* **引用文**
● ● ● ● ● ● ●

研究報道の在り方に疑問も
VOX Mediaは資金提供の問題だけでなく、こうした情報を伝えるメディアや広報担当者にも問題がないわけではないと指摘している。
例えば、2016年7月に米コロンビア大学のアダム・ブリックマン博士は、チョコレートメーカーから資金提供を受け、カカオフラバノールが年齢とともに劣化する記憶力の回復に寄与する可能性があるとする研究を発表。
研究ではカカオフラバノールを含むサプリメントを使用していたのだが、大学のプレスリリースでは「チョコレートに記憶力回復効果」とされ、これを引用したメディアではチョコレートにアルツハイマー病抑制効果があるかのように報じられていたという。
ブリックマン博士はのちに「チョコレートの定期的な摂取でアルツハイマー病は予防できないし、そのような研究は行っていない」と否定するコメントを出している。

● ● ● ● ● ● ●

* **抜粋データ**

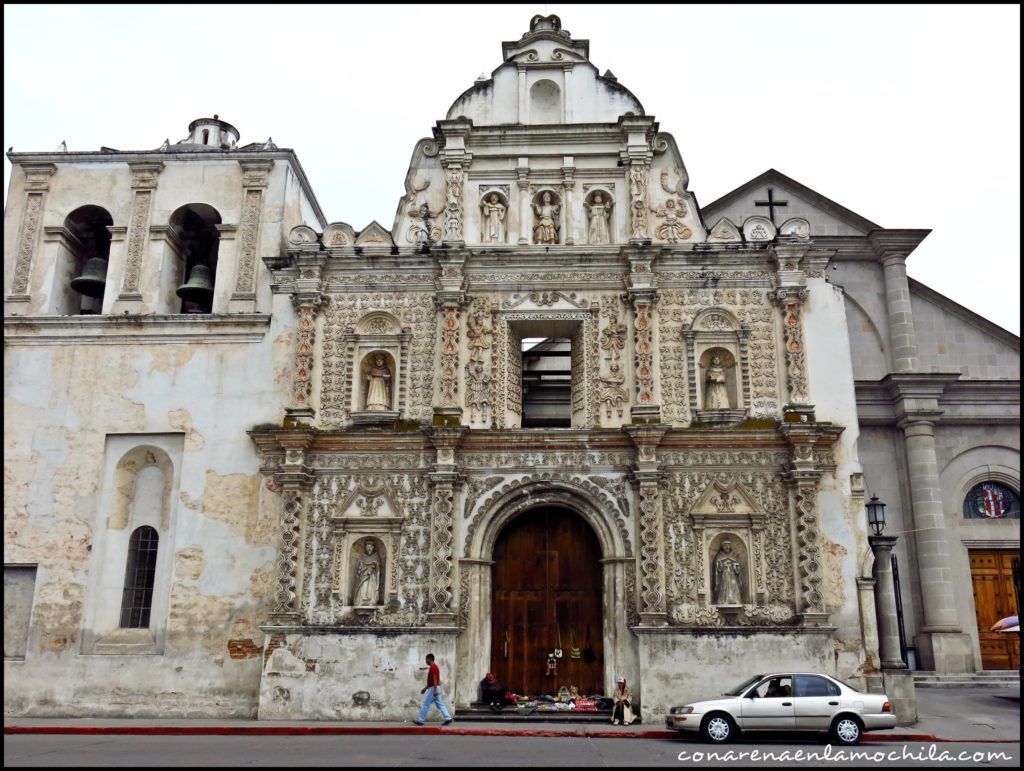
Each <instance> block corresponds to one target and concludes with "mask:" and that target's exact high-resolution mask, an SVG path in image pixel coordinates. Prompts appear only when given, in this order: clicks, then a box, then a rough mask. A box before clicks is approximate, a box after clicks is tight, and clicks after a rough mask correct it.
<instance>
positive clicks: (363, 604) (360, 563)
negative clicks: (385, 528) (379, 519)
mask: <svg viewBox="0 0 1024 771" xmlns="http://www.w3.org/2000/svg"><path fill="white" fill-rule="evenodd" d="M386 560H387V551H386V549H385V547H384V544H383V542H382V541H381V540H380V539H378V538H375V537H373V536H367V537H365V538H361V539H359V540H358V541H356V542H355V543H354V544H352V549H351V552H350V554H349V571H350V573H351V574H350V575H349V586H350V587H351V588H352V591H351V596H350V598H349V604H350V605H352V606H353V607H357V608H365V607H377V606H378V605H383V604H384V584H385V579H386V576H387V570H386V567H387V564H386Z"/></svg>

● ● ● ● ● ● ●

* **情報を使って**
• 1. 引用文によると、ブリックマン博士の研究で使われていたのは何ですか。
• 2. 引用文の中から、「研究報道の在り方に疑問も」を含む言葉で始まり「ように報じられていたという。」で終わる部分を、一字も変えずに書き出してください。

* **番号ごとの回答**
• 1. カカオフラバノールを含むサプリメントです。

• 2.
研究報道の在り方に疑問も
VOX Mediaは資金提供の問題だけでなく、こうした情報を伝えるメディアや広報担当者にも問題がないわけではないと指摘している。
例えば、2016年7月に米コロンビア大学のアダム・ブリックマン博士は、チョコレートメーカーから資金提供を受け、カカオフラバノールが年齢とともに劣化する記憶力の回復に寄与する可能性があるとする研究を発表。
研究ではカカオフラバノールを含むサプリメントを使用していたのだが、大学のプレスリリースでは「チョコレートに記憶力回復効果」とされ、これを引用したメディアではチョコレートにアルツハイマー病抑制効果があるかのように報じられていたという。